[Opening Selected text section]
From presidential aspirations to oil to corporate positioning, here’s what I’m watching this year.
The big picture: After the year that wasn’t, well, everything we thought it would be, 2021 will be a messy mix of the pandemic (still) and reviving all that it sidelined on all things, including energy and climate change.
1) Presidential ambitions/limitations
With a divided Congress likely, President-elect Joe Biden is set to look across the entire government for ways to inject climate-change considerations.
Driving the news: He'll focus on reversing all the environmental regulatory rollbacks by President Trump, but beyond that Biden is expected to incorporate climate policies into other agencies. Two I’m watching closely are independent but nonetheless traditionally pursue policies the sitting president supports:
- The Federal Energy Regulatory Commission, which regulates electricity infrastructure and pipelines, could factor climate change more than ever into its decision-making.
- The Securities and Exchange Commission had begun to consider emission disclosure rules under Barack Obama, and a similar initiative is likely to be revived under Biden.
2) Congressional balance
I’ll be watching to see how two dynamics interplay on Capitol Hill:
- Calls for bipartisan policies, such as the ones that were included in the year-end stimulus law.
- Pressure from progressives to pursue sweeping climate policies and investigations into organizations that have pushed misinformation on climate change.
[Closing Selected text section]
[Opening Data excerpts section]
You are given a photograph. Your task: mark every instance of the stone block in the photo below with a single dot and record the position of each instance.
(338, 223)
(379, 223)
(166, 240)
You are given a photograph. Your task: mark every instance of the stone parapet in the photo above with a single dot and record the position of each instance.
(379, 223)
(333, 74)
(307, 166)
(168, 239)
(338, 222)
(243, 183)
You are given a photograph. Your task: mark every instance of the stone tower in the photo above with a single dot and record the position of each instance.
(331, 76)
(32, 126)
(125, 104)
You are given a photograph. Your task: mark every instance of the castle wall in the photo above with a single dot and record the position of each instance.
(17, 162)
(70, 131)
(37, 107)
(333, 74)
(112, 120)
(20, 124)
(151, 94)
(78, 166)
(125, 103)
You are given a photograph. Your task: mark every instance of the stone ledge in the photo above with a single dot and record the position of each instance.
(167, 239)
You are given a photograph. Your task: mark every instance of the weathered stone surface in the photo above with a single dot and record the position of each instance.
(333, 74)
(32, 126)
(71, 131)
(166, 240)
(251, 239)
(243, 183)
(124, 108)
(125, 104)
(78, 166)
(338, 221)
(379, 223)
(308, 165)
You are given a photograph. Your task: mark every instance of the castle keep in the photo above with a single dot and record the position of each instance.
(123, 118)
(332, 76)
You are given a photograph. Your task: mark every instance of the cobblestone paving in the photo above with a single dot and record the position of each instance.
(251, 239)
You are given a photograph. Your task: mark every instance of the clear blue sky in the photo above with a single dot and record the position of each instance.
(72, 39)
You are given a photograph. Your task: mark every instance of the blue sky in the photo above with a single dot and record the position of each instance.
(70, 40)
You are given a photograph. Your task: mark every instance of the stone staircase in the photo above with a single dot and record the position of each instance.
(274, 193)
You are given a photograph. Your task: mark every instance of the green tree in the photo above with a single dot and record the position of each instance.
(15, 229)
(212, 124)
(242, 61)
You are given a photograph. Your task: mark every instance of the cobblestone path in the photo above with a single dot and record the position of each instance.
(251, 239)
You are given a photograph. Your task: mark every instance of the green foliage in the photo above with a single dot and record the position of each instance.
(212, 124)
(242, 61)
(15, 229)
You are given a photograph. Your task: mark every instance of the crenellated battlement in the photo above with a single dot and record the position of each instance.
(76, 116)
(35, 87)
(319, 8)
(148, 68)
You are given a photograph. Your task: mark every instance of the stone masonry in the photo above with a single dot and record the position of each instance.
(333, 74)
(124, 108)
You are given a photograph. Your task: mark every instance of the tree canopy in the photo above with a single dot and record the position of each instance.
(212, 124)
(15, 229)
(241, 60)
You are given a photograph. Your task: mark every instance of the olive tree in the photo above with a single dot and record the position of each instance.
[Closing Data excerpts section]
[Opening Data excerpts section]
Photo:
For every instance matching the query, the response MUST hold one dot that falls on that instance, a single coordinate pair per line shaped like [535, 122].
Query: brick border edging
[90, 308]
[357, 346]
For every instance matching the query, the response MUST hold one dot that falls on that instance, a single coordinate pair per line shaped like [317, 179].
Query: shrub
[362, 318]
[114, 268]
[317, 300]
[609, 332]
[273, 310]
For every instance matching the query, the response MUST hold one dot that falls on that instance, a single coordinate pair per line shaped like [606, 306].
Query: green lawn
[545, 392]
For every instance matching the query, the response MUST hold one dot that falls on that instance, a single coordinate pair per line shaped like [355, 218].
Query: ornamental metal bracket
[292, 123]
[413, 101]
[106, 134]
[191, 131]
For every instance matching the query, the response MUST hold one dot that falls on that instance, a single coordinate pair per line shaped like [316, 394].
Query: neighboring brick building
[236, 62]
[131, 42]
[Closing Data excerpts section]
## What to do
- a) Answer these questions from the outlook on energy and climate in 2021:
(i) Which body regulates electricity infrastructure and pipelines?
(ii) Under which president had the Securities and Exchange Commission begun to consider emission disclosure rules?
(iii) In which law were the cited bipartisan policies included?
- b) Carry on the outlook on energy and climate in 2021 from the point at which it stops.

## Solved tasks
- a)
(i) The Federal Energy Regulatory Commission
(ii) Barack Obama
(iii) The year-end stimulus law

- b)
3) States and cities keep moving ahead
In the absence of comprehensive climate policy at the federal level, states and cities have moved ahead over the past decade. I expect that to continue even with Biden in the White House.
Why it matters: State and city action is likely to help Biden meet America’s goals under the Paris Climate Agreement.
4) Corporate and grassroots positioning
Biden’s presidency will drastically change how corporations and activist groups engage on climate change.
- Corporations, which have been able to say positive things on the topic and pursue their own goals without concern for federal policy, will now be tested on what kind of regulations they could support.
- Activists, who have had a clear opponent in Trump, now will face a balancing act of simultaneously pressuring and praising Biden.
5) Oil’s comeback (or not)
Projections suggest the pandemic has permanently lowered the amount of oil the world will demand in the future. If that change pans out, it will be a significant turning point for an industry that has reigned supreme for more than a century.
Where it stands:
- In the short term, the oil industry’s condition depends on how fast vaccines are distributed and how safe that makes people feel about flying again.
- In the long term, what matters most is whether other countries' economic stimulus plans systemically phase out our use of oil and natural gas (and coal) over time. As of now, that’s not the case on a worldwide scale.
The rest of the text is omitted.